## [Work task]
Write the entries below out again without a single difference.

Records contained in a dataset
+ + + + + + +

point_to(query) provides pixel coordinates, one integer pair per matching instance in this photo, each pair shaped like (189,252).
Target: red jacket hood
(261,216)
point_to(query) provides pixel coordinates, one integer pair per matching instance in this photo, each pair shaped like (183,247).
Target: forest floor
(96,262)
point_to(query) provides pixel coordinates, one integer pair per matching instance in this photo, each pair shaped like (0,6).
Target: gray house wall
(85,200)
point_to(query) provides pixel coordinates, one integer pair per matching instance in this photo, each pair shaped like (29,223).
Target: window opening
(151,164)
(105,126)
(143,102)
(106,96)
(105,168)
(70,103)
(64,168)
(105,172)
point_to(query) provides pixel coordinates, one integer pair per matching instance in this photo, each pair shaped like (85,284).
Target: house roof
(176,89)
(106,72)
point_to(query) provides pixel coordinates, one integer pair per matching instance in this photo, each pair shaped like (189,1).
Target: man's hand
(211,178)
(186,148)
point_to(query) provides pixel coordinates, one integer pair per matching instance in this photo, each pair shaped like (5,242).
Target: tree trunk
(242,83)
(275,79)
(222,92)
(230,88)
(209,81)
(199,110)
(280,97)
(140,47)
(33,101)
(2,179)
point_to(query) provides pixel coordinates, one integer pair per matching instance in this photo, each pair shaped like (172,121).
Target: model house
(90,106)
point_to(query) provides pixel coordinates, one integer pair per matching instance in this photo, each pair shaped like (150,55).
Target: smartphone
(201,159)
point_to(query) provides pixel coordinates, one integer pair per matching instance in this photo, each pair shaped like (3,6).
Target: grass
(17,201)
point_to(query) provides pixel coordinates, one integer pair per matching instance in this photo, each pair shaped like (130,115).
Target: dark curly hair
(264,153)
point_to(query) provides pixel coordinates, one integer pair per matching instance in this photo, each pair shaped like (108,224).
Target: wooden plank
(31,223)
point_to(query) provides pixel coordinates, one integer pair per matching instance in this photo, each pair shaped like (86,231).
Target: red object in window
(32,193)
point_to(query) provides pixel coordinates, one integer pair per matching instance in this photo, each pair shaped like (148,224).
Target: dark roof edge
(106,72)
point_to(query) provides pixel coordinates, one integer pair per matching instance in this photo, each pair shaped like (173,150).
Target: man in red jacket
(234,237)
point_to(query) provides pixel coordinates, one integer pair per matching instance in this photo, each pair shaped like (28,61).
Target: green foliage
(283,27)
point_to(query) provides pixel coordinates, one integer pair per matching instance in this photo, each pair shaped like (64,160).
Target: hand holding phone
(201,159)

+ + + + + + +

## [Response to the exercise]
point_to(query) provides pixel coordinates, one integer pair per matching instance in this photo, each pair shaped like (189,252).
Target: red jacket hood
(261,216)
point_to(query) provides pixel coordinates, one integer pair per matching instance in this photo, each pair shaped like (183,247).
Target: forest floor
(96,262)
point_to(query) provides pixel coordinates, one integer pair per matching instance in this photo, each pair shaped like (0,6).
Target: gray house wall
(85,200)
point_to(query) provides pixel coordinates, one integer pair per matching instance in this photo, each pair shaped like (29,223).
Target: window opening
(151,164)
(105,126)
(143,102)
(106,96)
(105,168)
(70,103)
(64,168)
(105,172)
point_to(query) provides pixel coordinates, one integer pair per matching instance in this photo, each pair shaped like (85,284).
Target: house roof
(176,89)
(106,72)
point_to(query) provides pixel coordinates, one integer pair per matching instance in this photo, each pair shaped like (189,1).
Target: man's hand
(211,178)
(186,148)
point_to(query) provides pixel coordinates, one integer pair per matching instance in this photo, each pair shaped like (5,242).
Target: tree trunk
(242,83)
(275,79)
(222,92)
(230,88)
(209,81)
(199,110)
(280,97)
(140,47)
(33,101)
(2,179)
point_to(query) provides pixel coordinates, one integer pair per matching instance in this photo, each pair shaped like (172,121).
Target: model house
(90,106)
point_to(query) provides pixel coordinates, one integer pair per matching instance in this photo, each pair shaped like (150,55).
Target: smartphone
(201,159)
point_to(query) provides pixel coordinates, one integer pair per matching instance in this photo, each pair shaped like (3,6).
Target: grass
(17,201)
point_to(query) provides pixel coordinates, one integer pair per matching instance in this photo, each pair shaped like (130,115).
Target: dark curly hair
(264,153)
point_to(query) provides pixel coordinates, one integer pair per matching instance in this photo, each pair shaped like (108,224).
Target: wooden plank
(31,223)
point_to(query) provides pixel coordinates, one integer pair per matching instance in this photo, each pair shaped like (86,231).
Target: red object in window
(32,193)
point_to(query) provides pixel coordinates, one integer pair per matching instance in this photo, each pair shaped like (148,224).
Target: dark roof edge
(106,72)
point_to(query) provides pixel coordinates, one integer pair per matching instance in this photo, each pair shaped like (173,150).
Target: man in red jacket
(234,237)
point_to(query) provides pixel coordinates, one integer pair per matching instance in this photo, each pair shaped like (28,61).
Target: green foliage
(283,27)
point_to(query) provides pixel coordinates, one integer pair per matching instance in this photo, each pair shaped like (64,160).
Target: hand holding phone
(201,159)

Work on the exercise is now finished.